Семейная драма XVIII столетия. Дело Александры Воейковой. М.: Изд. дом Высшей школы экономики, 2025. Науч. ст., сост. и науч. ред. А. Каменского. Содержание
Основной сюжет этой небольшой книжки, большую часть которой составляют документы, подготовленные к публикации Александром Каменским, скандален, но не сенсационен: в 1769 году Александра Поливанова вышла замуж за вице-вахмистра лейб-гвардии Конного полка Федора Воейкова, который на поверку оказался, мягко говоря, не лучшей партией, а по характеру своему смахивал на Ноздрева из «Мертвых душ». То, что он отличался крайне беспорядочным образом жизни, был уличен в подделке векселя на значительную сумму и изменял жене с дворовыми девками, не помешало супругам обзавестись шестью детьми, однако терпению Александры Игнатовны пришел конец, когда благоверный завел себе любовницу благородного происхождения и принялся с катастрофической скоростью проматывать свое имение, а жизнь супруги и детей превратил в сущий ад. Александра мириться с разорением и домашним насилием не стала, принялась обращаться в разные инстанции и, доведенная до отчаяния, в конце концов написала самой Екатерине II, хотя, по-видимому, не могла не понимать, что шансы преуспеть крайне малы — понятно, как тогда обстояло дело с гендерным равноправием. Результат оказался предсказуемо плачевным: те, кто рассматривал жалобы Воейковой, были раздражены ее настойчивостью и «неблагопристойным поведением» (хотя она даже не требовала развода, хотела только оставить под своей опекой детей и сохранить часть состояния), приняли сторону мужа, а саму ее сослали в Рязань. Концовка этой грустной истории, однако, оказалась несколько неожиданной: спустя год после такого решения властей Воейков скоропостижно скончался, и Александра Игнатовна повторно вышла замуж (насколько удачно на этот раз — история умалчивает).

Задание 1> Определите, согласуются ли с текстом о деле Воейковой следующие утверждения: (а) Александра Поливанова вышла замуж за Федора Воейкова в 1769 году; (б) Александра Игнатовна добивалась развода; (в) у супругов было четверо детей. На каждое утверждение ответьте «да» или «нет» и приведите решающие слова текста в точной цитате.
Задание 2> Продолжите текст о деле Воейковой, начав сразу после его последнего предложения.
Приведенные далее строки для работы не понадобятся.

Строки данных>
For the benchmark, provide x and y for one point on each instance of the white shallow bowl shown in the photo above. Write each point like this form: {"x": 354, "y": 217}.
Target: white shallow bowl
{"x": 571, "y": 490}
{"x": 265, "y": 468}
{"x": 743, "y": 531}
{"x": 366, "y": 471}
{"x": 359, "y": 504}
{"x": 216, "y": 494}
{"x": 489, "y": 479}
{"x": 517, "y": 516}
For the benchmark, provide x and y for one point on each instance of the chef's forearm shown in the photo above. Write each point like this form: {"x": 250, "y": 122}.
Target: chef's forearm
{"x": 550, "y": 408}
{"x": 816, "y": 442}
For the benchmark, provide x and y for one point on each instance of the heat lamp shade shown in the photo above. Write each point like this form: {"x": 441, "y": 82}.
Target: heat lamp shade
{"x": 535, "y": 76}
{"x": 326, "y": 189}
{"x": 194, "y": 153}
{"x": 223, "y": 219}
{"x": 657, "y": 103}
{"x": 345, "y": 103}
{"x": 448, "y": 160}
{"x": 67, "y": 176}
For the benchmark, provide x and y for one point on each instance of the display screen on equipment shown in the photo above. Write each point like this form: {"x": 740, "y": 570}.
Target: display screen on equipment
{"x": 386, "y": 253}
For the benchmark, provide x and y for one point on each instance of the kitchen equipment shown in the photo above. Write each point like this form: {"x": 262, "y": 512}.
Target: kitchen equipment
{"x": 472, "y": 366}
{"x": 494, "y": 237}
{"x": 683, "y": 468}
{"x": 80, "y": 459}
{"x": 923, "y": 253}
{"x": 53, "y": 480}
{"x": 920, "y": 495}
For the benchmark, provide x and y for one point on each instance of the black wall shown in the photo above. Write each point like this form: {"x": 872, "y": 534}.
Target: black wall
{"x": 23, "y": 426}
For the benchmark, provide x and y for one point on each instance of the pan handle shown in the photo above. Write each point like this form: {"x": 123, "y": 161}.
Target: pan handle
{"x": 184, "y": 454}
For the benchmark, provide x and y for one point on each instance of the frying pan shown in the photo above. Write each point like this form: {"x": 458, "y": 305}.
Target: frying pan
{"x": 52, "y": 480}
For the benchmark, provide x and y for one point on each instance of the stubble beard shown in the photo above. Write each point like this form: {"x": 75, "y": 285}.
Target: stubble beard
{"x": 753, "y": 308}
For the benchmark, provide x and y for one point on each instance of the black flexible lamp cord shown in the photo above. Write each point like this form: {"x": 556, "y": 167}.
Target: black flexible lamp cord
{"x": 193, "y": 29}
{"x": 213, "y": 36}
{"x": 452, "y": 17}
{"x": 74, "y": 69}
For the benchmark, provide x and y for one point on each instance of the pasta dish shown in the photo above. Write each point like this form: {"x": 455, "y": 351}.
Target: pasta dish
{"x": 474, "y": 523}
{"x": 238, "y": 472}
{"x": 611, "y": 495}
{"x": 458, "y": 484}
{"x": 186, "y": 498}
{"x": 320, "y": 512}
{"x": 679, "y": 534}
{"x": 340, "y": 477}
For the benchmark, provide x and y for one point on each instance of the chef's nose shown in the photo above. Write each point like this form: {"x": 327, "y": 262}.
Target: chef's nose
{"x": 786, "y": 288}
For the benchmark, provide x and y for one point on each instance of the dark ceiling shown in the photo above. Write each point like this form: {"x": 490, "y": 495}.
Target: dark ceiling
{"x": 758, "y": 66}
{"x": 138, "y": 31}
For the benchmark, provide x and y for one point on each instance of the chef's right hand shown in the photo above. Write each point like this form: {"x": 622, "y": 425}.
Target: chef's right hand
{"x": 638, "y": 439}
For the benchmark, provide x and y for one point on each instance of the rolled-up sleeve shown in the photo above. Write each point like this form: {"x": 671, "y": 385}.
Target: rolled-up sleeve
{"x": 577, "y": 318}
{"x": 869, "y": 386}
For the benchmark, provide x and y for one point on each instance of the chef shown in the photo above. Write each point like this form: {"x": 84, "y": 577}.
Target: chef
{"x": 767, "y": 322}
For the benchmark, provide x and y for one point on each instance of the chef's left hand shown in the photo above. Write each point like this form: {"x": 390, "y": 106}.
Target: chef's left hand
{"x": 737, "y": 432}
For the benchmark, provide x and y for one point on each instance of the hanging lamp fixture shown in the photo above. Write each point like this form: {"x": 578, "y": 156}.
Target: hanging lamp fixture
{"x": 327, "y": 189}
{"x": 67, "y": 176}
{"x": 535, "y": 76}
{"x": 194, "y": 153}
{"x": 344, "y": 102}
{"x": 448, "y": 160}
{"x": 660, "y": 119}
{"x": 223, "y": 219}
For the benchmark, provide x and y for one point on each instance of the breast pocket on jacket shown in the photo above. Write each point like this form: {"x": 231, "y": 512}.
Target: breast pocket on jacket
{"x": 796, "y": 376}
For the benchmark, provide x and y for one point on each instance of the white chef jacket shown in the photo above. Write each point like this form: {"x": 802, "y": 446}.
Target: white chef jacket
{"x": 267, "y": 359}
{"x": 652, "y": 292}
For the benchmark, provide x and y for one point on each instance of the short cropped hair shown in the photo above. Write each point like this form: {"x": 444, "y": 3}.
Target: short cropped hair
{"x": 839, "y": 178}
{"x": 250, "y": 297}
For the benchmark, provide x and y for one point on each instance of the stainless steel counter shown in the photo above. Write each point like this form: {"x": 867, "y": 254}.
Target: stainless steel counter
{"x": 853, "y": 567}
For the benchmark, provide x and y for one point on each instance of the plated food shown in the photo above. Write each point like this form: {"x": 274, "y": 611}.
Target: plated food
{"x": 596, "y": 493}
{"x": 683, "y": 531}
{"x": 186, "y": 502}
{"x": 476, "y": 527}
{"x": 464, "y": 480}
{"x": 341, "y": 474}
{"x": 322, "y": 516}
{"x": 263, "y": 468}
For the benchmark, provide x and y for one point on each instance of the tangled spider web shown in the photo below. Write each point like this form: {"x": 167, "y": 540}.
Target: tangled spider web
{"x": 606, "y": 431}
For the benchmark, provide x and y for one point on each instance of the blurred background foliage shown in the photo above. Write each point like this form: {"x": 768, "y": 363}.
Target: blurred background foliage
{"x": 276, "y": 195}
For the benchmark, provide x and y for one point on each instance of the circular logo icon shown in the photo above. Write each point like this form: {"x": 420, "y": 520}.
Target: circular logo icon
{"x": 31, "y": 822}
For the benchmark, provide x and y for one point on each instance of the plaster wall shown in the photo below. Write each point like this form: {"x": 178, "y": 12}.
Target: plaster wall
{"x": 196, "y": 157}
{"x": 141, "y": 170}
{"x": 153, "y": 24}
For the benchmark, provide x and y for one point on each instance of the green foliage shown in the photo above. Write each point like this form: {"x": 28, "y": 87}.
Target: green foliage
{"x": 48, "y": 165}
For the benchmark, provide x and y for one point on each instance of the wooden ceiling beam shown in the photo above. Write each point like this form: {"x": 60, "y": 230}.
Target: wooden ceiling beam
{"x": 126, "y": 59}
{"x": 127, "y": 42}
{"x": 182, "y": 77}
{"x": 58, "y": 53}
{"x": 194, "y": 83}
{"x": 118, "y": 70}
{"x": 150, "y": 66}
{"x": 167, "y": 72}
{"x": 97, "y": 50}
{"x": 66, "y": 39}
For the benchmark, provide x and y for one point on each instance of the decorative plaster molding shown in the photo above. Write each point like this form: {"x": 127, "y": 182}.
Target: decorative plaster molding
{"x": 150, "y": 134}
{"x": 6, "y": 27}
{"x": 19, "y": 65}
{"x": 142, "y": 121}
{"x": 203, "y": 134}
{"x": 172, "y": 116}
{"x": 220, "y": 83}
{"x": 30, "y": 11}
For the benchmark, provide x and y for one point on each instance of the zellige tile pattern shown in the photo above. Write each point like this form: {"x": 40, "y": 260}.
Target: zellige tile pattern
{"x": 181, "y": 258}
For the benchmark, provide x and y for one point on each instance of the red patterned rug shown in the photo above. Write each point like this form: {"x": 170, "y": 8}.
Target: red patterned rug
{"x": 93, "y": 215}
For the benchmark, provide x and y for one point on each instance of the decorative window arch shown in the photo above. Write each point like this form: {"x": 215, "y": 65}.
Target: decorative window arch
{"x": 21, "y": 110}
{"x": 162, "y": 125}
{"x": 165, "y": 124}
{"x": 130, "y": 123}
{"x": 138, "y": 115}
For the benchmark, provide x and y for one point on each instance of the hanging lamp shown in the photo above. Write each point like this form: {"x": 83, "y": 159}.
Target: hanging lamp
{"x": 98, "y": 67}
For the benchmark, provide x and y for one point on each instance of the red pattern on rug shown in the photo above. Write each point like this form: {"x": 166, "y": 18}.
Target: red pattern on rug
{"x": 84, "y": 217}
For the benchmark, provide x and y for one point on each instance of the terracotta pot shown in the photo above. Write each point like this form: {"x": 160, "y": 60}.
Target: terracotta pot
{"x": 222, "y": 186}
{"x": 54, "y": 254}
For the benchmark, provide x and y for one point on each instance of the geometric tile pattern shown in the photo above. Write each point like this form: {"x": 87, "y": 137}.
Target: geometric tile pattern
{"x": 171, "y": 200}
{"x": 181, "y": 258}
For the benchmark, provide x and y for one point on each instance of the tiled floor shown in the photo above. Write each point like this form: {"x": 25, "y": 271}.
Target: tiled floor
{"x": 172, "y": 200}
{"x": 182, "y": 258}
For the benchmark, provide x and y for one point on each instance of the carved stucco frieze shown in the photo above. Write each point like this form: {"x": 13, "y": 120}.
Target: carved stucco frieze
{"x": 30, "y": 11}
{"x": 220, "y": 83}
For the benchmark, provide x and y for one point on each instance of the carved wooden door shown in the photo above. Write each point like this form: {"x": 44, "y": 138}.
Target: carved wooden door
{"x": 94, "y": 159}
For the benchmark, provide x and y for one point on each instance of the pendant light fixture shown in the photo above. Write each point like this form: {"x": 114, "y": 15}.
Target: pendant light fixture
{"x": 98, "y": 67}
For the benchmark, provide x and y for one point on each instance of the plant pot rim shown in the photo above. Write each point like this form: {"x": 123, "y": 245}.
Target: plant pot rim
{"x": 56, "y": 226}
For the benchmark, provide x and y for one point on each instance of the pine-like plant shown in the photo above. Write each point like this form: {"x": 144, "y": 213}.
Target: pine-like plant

Ответ 1>
(а) Да: «в 1769 году Александра Поливанова вышла замуж за вице-вахмистра лейб-гвардии Конного полка Федора Воейкова».
(б) Нет: «хотя она даже не требовала развода».
(в) Нет: «не помешало супругам обзавестись шестью детьми».

Ответ 2>
Вся эта история в деталях реконструируется по сохранившимся в архивах документам, местами весьма многословным: сообщая о своих бедствиях, Воейкова явно перестаралась с подробностями, что также не прибавило ей сочувствия со стороны принимающих решения, но зато обеспечило качественный материал современным исследователям, и в первую очередь тем из них, кто занимается особенностями правосознания и правоприменения второй половины XVIII века. С литературной точки зрения документы тоже интересны — не только по причине накала страстей (в известной степени накал этот был нарочитым и просчитанным), но и просто потому, что нас от той эпохи отделяет пропасть и выражать таким образом свои мысли и чувства сегодня никому в голову не придет.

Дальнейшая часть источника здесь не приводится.